**EXERCISE**
Scan the records below for the word "lower". Copy each line where it appears.

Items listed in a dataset
+++

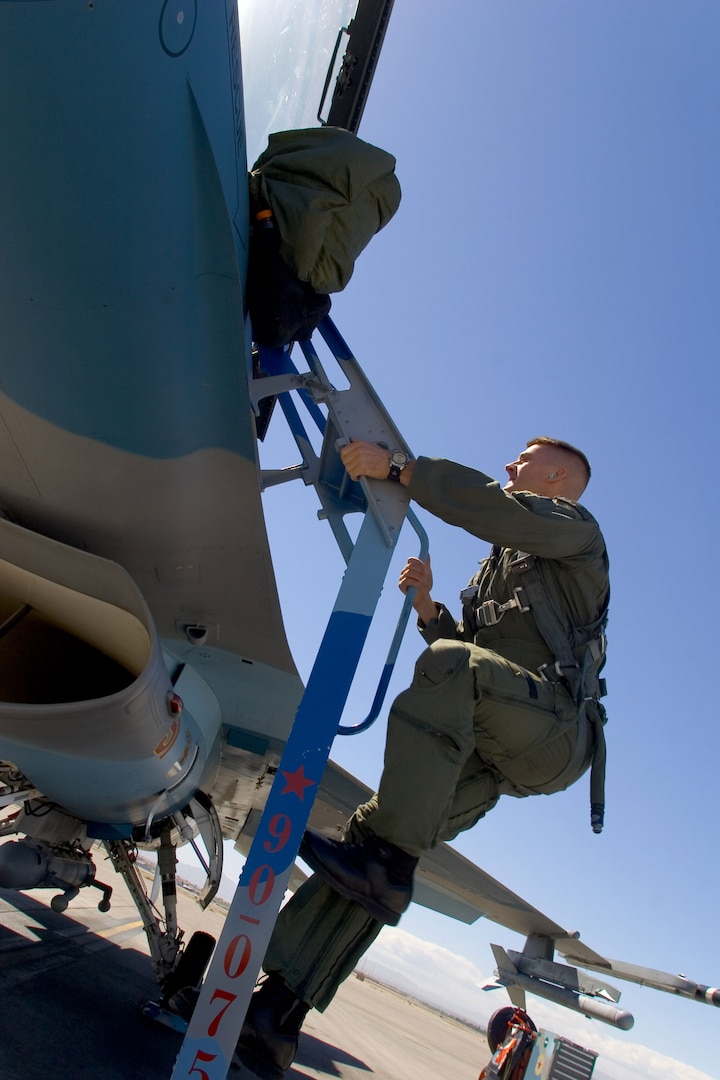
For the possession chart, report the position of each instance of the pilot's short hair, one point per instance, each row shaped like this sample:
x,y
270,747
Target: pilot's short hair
x,y
546,441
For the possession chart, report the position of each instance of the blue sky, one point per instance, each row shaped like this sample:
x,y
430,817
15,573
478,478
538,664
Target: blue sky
x,y
553,269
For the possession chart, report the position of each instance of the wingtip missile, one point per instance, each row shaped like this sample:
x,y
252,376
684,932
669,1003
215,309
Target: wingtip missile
x,y
565,989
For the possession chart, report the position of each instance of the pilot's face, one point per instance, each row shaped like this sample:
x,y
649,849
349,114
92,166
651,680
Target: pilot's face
x,y
531,471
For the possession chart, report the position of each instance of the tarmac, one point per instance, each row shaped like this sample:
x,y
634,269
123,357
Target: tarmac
x,y
72,986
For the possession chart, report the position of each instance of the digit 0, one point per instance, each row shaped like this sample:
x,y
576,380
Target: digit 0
x,y
260,886
229,959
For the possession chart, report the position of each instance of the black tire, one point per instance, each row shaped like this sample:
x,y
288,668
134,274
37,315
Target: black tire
x,y
500,1022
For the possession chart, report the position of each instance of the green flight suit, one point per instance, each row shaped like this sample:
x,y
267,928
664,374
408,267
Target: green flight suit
x,y
478,719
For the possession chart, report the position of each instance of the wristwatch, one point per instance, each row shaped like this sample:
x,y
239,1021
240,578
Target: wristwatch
x,y
398,459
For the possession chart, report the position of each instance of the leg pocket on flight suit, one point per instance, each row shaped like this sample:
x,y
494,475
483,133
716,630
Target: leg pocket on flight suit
x,y
476,793
439,703
519,713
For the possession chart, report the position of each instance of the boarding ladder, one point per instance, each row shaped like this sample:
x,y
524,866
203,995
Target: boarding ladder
x,y
340,415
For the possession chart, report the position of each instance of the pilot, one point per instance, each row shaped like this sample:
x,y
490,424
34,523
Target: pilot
x,y
504,702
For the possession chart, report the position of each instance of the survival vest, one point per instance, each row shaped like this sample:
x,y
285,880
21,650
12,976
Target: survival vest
x,y
579,659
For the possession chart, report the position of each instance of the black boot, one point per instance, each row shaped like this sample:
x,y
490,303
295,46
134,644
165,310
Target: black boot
x,y
375,874
269,1040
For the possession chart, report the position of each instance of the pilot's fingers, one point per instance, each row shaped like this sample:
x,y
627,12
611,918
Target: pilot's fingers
x,y
416,572
365,459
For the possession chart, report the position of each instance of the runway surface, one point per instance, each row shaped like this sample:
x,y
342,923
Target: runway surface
x,y
72,985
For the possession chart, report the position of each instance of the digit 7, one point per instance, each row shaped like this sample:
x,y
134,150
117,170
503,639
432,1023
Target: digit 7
x,y
228,998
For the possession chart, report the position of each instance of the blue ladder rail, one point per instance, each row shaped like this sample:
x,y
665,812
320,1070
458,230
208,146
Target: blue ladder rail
x,y
209,1042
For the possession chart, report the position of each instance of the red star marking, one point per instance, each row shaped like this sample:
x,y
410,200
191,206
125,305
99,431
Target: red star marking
x,y
296,783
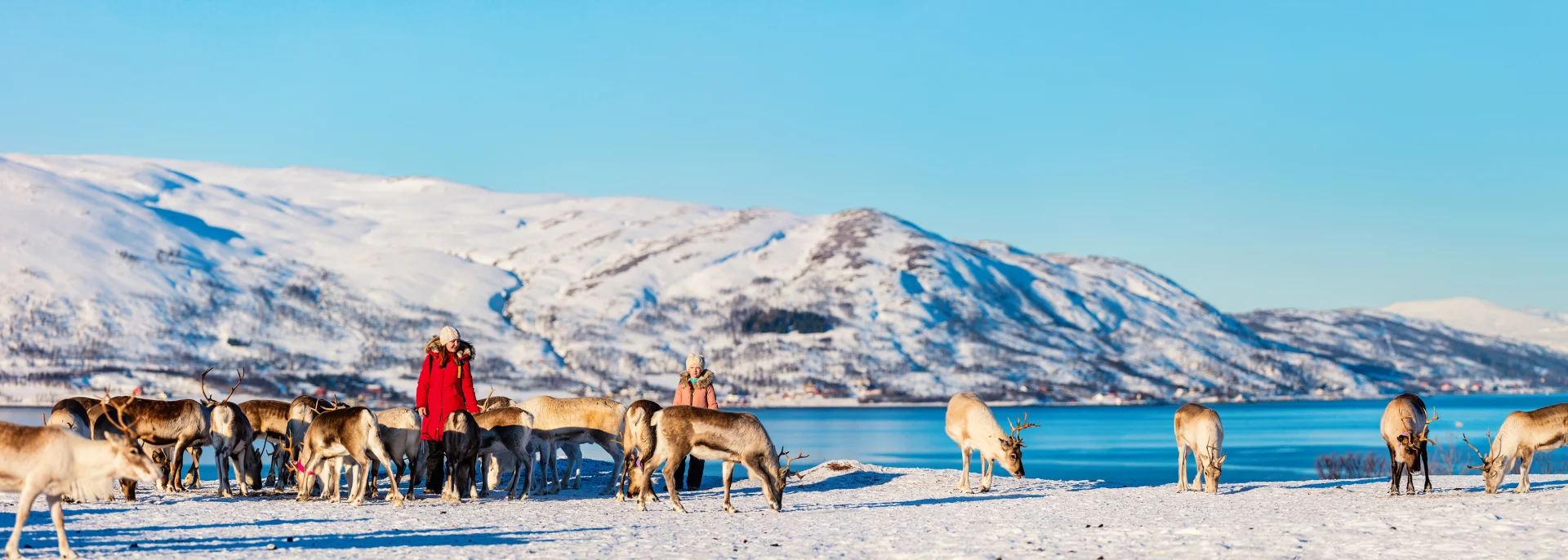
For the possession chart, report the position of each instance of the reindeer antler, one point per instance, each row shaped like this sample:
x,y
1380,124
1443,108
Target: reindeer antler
x,y
1022,424
204,384
799,456
235,384
119,413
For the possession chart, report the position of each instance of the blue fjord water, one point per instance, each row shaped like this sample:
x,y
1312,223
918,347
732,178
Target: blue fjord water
x,y
1123,444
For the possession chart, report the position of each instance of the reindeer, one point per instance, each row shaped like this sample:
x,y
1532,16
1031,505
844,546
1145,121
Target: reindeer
x,y
973,427
1198,430
461,440
56,461
175,425
301,411
69,415
506,432
336,435
1520,438
1405,429
231,438
715,437
270,422
577,420
491,402
400,435
637,444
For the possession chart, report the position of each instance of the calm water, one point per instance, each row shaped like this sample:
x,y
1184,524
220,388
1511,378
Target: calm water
x,y
1129,444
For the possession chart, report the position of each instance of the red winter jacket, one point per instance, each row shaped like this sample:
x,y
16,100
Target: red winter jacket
x,y
444,389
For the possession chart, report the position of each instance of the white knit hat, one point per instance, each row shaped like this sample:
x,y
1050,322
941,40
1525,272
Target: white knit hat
x,y
448,335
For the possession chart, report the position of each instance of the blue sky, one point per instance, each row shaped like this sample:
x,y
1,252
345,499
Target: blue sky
x,y
1261,154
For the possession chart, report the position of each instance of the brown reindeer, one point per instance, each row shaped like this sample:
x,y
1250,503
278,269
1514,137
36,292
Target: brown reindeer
x,y
1198,432
71,415
734,438
461,440
57,463
270,422
1520,438
637,446
175,425
1405,429
231,438
973,427
333,437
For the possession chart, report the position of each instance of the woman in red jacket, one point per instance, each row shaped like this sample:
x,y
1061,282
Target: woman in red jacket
x,y
695,389
446,384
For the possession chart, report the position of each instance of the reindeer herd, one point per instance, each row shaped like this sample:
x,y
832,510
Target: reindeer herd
x,y
88,446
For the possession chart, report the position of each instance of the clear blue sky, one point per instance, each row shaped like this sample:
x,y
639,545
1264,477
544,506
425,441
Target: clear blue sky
x,y
1264,154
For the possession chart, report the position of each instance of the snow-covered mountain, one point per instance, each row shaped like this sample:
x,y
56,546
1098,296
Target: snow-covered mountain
x,y
1479,316
156,269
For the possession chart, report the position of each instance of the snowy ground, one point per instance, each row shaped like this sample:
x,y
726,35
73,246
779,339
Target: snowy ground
x,y
862,512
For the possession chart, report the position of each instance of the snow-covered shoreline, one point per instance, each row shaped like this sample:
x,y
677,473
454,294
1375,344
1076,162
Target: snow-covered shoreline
x,y
857,512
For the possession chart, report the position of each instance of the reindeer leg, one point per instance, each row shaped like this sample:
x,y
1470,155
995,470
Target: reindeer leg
x,y
1525,473
963,479
1426,466
670,476
220,460
57,512
24,507
617,456
729,474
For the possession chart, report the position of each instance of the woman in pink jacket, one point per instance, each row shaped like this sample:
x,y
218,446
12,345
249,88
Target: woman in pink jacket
x,y
446,384
695,389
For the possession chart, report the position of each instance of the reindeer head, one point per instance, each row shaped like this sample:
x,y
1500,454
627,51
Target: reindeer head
x,y
777,500
1491,464
1211,471
1013,446
129,460
1411,442
207,399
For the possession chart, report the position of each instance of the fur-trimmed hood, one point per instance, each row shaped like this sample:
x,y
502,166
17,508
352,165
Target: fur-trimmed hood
x,y
465,349
703,380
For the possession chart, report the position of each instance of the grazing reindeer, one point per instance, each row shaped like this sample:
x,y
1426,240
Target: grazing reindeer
x,y
461,440
270,422
1198,430
332,437
400,435
175,425
637,444
715,437
491,402
1520,438
1405,429
301,411
57,463
231,438
973,427
577,420
506,432
73,416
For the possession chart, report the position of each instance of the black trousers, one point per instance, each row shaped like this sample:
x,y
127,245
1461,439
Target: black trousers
x,y
434,466
693,478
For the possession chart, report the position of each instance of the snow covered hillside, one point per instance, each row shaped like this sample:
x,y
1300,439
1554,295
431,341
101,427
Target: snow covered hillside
x,y
1479,316
858,512
127,272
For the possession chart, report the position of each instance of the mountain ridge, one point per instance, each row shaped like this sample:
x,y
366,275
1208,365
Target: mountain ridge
x,y
317,277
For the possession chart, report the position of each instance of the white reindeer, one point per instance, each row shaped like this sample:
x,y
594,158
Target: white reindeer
x,y
973,427
57,463
1520,438
1198,432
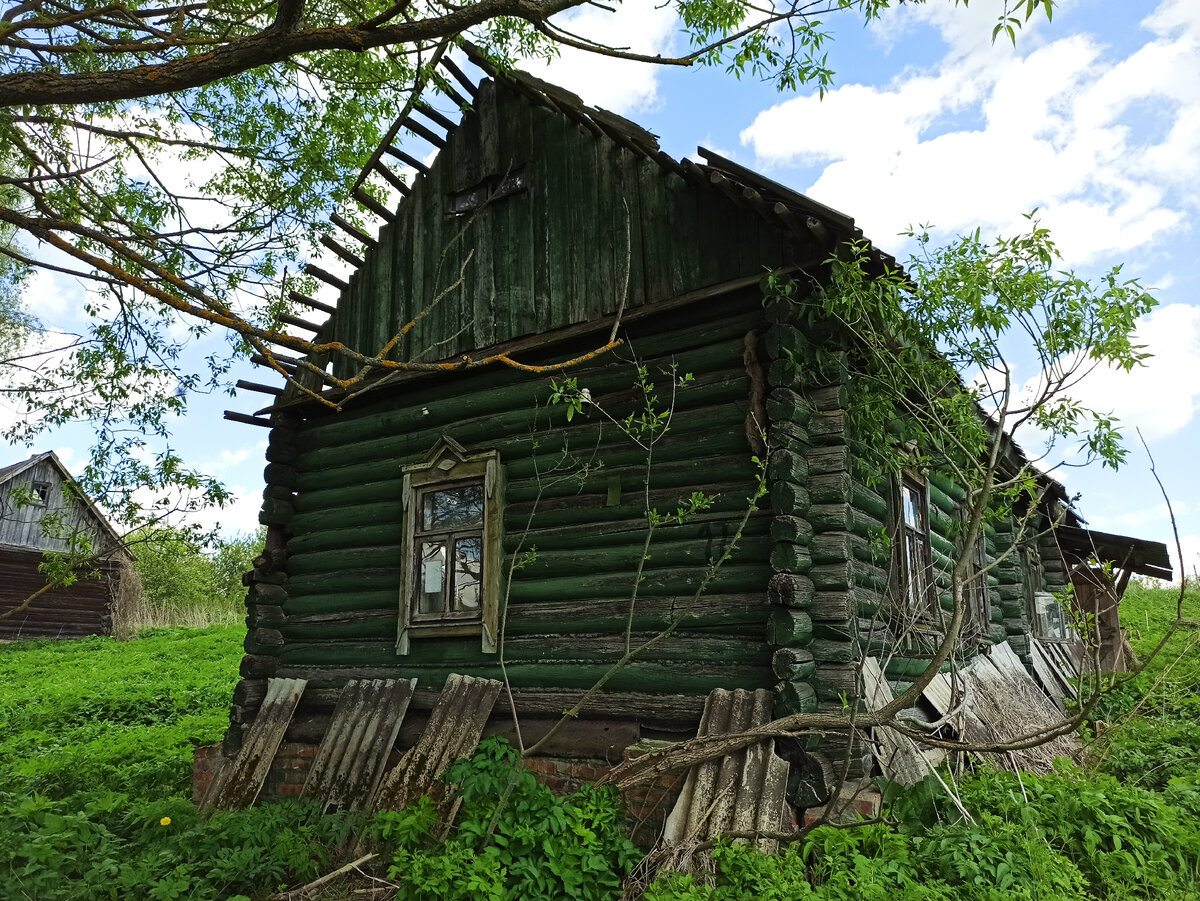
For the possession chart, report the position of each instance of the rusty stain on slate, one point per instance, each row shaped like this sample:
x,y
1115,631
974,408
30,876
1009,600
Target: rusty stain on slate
x,y
742,792
239,781
453,733
354,751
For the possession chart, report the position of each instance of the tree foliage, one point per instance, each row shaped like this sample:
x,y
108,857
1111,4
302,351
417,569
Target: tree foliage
x,y
181,160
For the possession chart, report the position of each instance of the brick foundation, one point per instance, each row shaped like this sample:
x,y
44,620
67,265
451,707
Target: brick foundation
x,y
646,806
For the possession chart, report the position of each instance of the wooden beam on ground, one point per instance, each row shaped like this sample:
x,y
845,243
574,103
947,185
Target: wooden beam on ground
x,y
241,779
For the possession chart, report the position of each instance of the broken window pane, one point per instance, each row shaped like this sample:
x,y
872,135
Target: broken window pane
x,y
432,568
468,570
453,508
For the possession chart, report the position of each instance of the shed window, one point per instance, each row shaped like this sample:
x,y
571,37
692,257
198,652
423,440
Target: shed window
x,y
916,576
450,583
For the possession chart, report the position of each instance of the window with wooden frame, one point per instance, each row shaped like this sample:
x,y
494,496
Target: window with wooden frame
x,y
917,590
976,596
451,547
1048,619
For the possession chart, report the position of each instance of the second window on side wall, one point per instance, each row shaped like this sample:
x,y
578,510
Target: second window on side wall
x,y
916,562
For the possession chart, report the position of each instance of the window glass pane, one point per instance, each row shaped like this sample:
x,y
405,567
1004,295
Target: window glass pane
x,y
453,508
468,571
432,569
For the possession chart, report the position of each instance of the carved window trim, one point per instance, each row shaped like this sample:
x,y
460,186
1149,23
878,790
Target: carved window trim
x,y
449,466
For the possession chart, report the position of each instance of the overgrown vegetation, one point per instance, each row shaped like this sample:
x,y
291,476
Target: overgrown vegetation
x,y
95,760
180,583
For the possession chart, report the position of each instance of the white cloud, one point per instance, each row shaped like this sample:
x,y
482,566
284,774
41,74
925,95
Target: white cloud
x,y
640,25
1162,397
1109,150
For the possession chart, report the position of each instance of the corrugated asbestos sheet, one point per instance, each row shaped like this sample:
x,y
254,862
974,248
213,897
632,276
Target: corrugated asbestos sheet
x,y
453,733
741,792
354,751
240,780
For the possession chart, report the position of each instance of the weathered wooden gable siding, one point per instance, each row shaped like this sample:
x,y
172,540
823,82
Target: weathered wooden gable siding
x,y
553,254
335,611
22,526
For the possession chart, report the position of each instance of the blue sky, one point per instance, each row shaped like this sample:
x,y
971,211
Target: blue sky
x,y
1092,118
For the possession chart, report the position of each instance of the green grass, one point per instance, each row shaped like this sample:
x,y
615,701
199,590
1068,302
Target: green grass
x,y
124,716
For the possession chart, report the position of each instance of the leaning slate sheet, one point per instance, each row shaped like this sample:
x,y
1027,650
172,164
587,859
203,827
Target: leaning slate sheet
x,y
742,792
354,751
453,733
241,779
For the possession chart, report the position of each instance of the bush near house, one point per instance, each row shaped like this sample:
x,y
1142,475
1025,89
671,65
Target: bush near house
x,y
95,757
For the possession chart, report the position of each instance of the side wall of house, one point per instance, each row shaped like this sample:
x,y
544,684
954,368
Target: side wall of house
x,y
324,606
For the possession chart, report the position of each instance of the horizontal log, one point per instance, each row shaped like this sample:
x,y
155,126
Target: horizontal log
x,y
792,664
796,697
843,606
834,458
789,628
789,436
792,529
786,557
787,466
672,678
790,499
828,397
828,427
831,487
833,652
787,589
787,406
733,613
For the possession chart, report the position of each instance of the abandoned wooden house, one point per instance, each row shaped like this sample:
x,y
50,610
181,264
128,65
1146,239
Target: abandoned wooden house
x,y
43,511
463,523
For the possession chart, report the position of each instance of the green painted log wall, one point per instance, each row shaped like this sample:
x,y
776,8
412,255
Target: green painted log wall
x,y
574,491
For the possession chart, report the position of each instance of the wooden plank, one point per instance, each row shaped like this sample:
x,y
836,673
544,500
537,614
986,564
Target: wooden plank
x,y
241,779
354,751
901,760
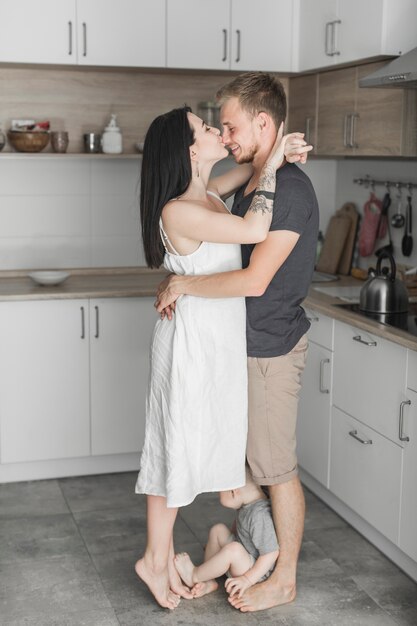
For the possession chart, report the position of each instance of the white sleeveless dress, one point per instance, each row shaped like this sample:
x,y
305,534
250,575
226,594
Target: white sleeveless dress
x,y
196,408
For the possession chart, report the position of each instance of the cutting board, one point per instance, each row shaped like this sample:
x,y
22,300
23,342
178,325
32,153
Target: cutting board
x,y
345,263
334,242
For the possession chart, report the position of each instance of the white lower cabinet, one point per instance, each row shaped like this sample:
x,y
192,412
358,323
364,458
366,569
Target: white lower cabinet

+++

**ANSWER FOR THIS EXERCISE**
For the possession chart, report the position of each instance of the white lower cabinet, one point per instance, each row shaped like this sample:
Target: white lower cabinet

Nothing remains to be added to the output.